(Coordinate labeling data)
::::::::

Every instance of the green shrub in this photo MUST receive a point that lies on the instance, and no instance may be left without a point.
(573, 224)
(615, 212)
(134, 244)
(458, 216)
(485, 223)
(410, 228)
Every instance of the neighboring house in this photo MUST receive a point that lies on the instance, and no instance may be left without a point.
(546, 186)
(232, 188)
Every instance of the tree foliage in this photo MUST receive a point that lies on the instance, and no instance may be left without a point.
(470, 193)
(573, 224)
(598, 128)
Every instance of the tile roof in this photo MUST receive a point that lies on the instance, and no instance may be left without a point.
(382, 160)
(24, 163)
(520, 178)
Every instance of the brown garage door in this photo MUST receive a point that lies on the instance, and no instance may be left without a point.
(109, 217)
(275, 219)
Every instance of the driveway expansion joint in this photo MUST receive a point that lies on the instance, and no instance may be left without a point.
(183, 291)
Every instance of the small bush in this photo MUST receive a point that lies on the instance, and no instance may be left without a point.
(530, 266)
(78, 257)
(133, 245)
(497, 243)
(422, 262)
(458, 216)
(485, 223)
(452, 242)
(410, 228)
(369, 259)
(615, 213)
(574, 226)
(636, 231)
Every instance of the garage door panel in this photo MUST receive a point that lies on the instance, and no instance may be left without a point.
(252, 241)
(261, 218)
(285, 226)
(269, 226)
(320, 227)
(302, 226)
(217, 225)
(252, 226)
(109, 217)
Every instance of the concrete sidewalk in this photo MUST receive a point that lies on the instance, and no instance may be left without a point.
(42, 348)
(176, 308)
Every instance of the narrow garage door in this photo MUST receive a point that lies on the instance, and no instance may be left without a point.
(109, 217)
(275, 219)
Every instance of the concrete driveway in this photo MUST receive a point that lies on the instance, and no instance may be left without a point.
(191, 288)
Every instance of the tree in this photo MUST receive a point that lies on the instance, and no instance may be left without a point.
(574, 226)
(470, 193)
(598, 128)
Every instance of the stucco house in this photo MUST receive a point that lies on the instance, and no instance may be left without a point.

::::::::

- TO BE DONE:
Retype the listing above line for line, without changing a single character.

- OUTPUT OF THE TASK:
Every instance of the green shrub in this photo MUST receive a point that lies on the instance, and no instance may be left without a point.
(573, 224)
(615, 212)
(134, 244)
(458, 216)
(485, 223)
(410, 228)
Every instance of the neighboring house in this photo MUST receive a point that lies on the instance, and no instance may be left without a point.
(546, 186)
(232, 188)
Every instance of the tree foliage in this photo MUST receive a point that lies on the instance, and no instance may be left without a point.
(470, 193)
(573, 224)
(598, 128)
Every instance of the tile roof in this photo MUST receive a point that lies on the instance, and no instance may be left without a point.
(382, 160)
(24, 163)
(520, 178)
Every instance of the brown garage door in this photo MUST receive a point that lies on the instance, and no instance may be left without a point.
(109, 217)
(275, 219)
Every instance of the driveway expansion joint in this photo MUST receive a point that lies on the instance, and no instance may be left without a point.
(183, 291)
Every instance of the small bush in this photo MUST receive a point that lies on the instance, and no instance may be left without a point.
(530, 266)
(78, 257)
(133, 245)
(497, 243)
(422, 262)
(458, 216)
(485, 223)
(452, 242)
(410, 228)
(369, 259)
(615, 213)
(574, 226)
(636, 231)
Every instance of the garage door panel in this photo MUST receive a point that lies on the instance, and no instance may be left without a point.
(252, 241)
(261, 218)
(285, 226)
(269, 226)
(320, 227)
(302, 226)
(217, 225)
(252, 226)
(109, 217)
Every instance of the concrete sidewalk in this photo MUST receive a point that lies on the instance, and no instance may be left without a point.
(42, 348)
(176, 308)
Every instance of the narrow garage door in this photo MUST receive a point that lies on the instance, and no instance may be left without a point.
(109, 217)
(275, 219)
Every instance of the concrete driveway in this photo MUST receive a point that lies on the instance, and no instance may be left without a point.
(191, 288)
Every instance of the tree in this photo MUST receive a point that lies on the instance, and no instance may be left without a point.
(574, 226)
(470, 193)
(598, 128)
Every instance of the stucco house in this photo MUST receive a point that lies on the instance, and no instance may be left without a point.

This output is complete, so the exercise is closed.